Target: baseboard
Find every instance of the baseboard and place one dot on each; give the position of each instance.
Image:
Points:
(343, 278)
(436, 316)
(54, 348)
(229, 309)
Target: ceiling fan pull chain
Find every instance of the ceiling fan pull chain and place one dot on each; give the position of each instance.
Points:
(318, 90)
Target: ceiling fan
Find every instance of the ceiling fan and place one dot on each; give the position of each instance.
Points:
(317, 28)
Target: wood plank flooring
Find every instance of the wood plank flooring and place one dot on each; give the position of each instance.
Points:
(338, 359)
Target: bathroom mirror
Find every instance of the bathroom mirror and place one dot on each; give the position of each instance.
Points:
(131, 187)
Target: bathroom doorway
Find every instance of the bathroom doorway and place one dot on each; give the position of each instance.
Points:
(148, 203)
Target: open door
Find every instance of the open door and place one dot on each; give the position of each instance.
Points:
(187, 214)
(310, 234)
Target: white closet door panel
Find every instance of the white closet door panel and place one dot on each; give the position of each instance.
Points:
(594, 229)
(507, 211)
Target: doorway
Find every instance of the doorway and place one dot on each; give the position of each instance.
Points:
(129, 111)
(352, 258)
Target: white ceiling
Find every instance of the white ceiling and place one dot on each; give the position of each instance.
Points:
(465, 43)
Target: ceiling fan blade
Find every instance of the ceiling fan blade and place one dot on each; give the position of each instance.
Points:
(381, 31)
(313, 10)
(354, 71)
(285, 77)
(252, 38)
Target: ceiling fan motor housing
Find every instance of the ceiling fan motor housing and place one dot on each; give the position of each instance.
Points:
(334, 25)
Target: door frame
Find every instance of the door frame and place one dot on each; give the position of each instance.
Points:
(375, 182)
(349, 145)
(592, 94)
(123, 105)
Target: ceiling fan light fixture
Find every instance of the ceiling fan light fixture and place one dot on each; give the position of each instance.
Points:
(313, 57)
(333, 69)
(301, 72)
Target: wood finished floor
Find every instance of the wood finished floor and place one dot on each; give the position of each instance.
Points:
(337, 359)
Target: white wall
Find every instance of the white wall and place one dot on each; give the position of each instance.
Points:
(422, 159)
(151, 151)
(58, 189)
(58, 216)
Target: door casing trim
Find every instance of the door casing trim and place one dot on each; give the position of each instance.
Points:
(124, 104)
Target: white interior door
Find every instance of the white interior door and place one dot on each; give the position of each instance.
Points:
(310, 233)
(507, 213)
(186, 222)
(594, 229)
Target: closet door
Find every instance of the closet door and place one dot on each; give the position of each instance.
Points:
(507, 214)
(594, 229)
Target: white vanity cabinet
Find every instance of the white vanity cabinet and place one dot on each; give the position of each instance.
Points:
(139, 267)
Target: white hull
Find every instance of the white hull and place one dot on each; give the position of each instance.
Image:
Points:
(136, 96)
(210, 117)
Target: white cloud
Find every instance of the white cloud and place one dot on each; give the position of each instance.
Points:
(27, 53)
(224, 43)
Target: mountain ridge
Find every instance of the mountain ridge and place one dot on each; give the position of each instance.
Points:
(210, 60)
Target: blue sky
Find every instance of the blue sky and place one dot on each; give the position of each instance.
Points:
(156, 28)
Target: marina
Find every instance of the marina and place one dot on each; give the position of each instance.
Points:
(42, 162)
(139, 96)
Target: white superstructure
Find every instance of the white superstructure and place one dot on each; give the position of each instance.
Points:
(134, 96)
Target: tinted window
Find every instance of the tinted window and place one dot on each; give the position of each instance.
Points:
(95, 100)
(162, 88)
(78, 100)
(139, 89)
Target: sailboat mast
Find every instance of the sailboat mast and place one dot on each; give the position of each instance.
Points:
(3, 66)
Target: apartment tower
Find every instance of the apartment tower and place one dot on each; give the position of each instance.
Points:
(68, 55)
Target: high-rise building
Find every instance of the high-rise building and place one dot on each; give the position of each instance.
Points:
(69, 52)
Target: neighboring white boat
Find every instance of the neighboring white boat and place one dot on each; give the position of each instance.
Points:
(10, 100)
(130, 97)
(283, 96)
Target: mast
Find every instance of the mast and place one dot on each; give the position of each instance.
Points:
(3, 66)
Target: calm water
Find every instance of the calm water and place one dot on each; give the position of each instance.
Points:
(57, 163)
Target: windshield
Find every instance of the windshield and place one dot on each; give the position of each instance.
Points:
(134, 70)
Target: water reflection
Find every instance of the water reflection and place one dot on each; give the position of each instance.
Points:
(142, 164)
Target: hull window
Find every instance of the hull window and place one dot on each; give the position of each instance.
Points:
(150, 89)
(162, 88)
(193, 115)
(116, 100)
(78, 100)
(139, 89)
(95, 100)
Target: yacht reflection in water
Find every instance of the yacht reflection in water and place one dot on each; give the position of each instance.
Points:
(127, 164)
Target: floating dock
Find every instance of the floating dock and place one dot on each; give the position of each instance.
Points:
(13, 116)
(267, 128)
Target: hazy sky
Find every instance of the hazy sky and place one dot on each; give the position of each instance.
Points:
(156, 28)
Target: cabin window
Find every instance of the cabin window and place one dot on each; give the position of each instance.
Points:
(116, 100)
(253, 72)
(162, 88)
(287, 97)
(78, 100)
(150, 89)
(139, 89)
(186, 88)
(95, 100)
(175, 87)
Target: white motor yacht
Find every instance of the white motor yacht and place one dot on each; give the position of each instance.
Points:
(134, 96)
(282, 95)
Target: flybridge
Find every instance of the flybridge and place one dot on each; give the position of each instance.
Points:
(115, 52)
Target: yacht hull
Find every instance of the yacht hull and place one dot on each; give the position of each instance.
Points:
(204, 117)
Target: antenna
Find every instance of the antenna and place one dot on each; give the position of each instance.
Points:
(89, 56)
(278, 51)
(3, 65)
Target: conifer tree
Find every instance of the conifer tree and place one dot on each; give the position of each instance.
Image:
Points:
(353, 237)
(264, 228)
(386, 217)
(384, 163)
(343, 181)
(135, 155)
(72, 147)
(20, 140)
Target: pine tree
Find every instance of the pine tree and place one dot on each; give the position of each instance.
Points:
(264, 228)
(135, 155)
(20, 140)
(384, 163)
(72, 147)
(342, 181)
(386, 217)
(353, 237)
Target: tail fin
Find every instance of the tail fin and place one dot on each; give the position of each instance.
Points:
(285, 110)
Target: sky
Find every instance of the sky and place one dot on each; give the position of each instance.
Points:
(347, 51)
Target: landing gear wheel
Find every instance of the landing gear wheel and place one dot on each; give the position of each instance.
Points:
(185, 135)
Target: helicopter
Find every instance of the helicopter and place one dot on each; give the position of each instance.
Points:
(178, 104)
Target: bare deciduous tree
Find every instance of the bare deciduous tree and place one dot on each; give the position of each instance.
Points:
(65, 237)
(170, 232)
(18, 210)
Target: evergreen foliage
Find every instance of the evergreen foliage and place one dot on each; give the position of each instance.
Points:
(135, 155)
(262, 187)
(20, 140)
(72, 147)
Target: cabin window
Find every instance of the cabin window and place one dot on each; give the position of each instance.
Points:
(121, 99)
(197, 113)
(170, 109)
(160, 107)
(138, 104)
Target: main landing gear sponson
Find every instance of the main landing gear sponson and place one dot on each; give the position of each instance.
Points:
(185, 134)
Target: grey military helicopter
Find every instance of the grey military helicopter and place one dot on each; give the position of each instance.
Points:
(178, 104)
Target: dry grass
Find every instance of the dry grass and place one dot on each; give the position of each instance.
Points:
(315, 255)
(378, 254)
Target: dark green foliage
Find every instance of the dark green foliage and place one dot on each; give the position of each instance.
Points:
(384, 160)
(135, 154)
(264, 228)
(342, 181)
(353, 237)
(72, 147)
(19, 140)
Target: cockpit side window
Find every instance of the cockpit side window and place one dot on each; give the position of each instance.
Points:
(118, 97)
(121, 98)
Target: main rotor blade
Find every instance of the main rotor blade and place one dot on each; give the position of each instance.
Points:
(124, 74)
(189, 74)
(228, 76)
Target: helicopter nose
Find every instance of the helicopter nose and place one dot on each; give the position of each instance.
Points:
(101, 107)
-=-=-=-=-
● **WORK ITEM**: Restate word for word the lines of the data above, starting at the line containing "Find every instance of the doorway" and ending at the line containing "Target: white cloud", both included, and nothing more.

● **EXERCISE ANSWER**:
Find every instance of the doorway and place one dot on each; give the position of each instance.
Points:
(129, 111)
(352, 258)
Target: white ceiling
Find every instance of the white ceiling and place one dot on each; give the position of each instance.
Points:
(465, 43)
Target: ceiling fan blade
Find every instance of the ceiling fan blade and place one dot on each; give the position of each instance.
Points:
(381, 31)
(313, 10)
(354, 71)
(285, 77)
(252, 38)
Target: ceiling fan motor housing
Find every instance of the ceiling fan motor housing and place one dot on each; give the position of each instance.
Points:
(334, 25)
Target: door frame
Find every instance of the door frame and place one dot on each; give the position of each instance.
Points:
(375, 182)
(349, 145)
(592, 94)
(123, 105)
Target: ceiling fan light fixture
Find every instance of the ceiling fan light fixture and place one dot on each; give the position of each instance.
Points:
(313, 57)
(333, 69)
(301, 72)
Target: wood finished floor
Find every instance of the wood finished floor and place one dot on each; give the position of each instance.
Points:
(337, 359)
Target: white wall
Find every instance of the white wall and place one dot on each; give the position of each instance.
Points:
(422, 159)
(151, 151)
(58, 189)
(58, 216)
Target: door casing trim
Find every instance of the door casing trim and place one dot on each; give the position of each instance.
Points:
(124, 104)
Target: white interior door
Find every instance of the white interior door and place one dot on each; give the position of each instance.
Points:
(310, 233)
(507, 213)
(186, 222)
(594, 229)
Target: closet door
Find every instance of the closet door and place one dot on each; give the position of each instance.
Points:
(507, 214)
(594, 229)
Target: white vanity cabinet
Find every instance of the white vanity cabinet and place one dot on each; give the position of each instance.
Points:
(139, 267)
Target: white hull
Find every instance of the white hull and place one dot on each; give the position of each instance.
Image:
Points:
(136, 96)
(210, 117)
Target: white cloud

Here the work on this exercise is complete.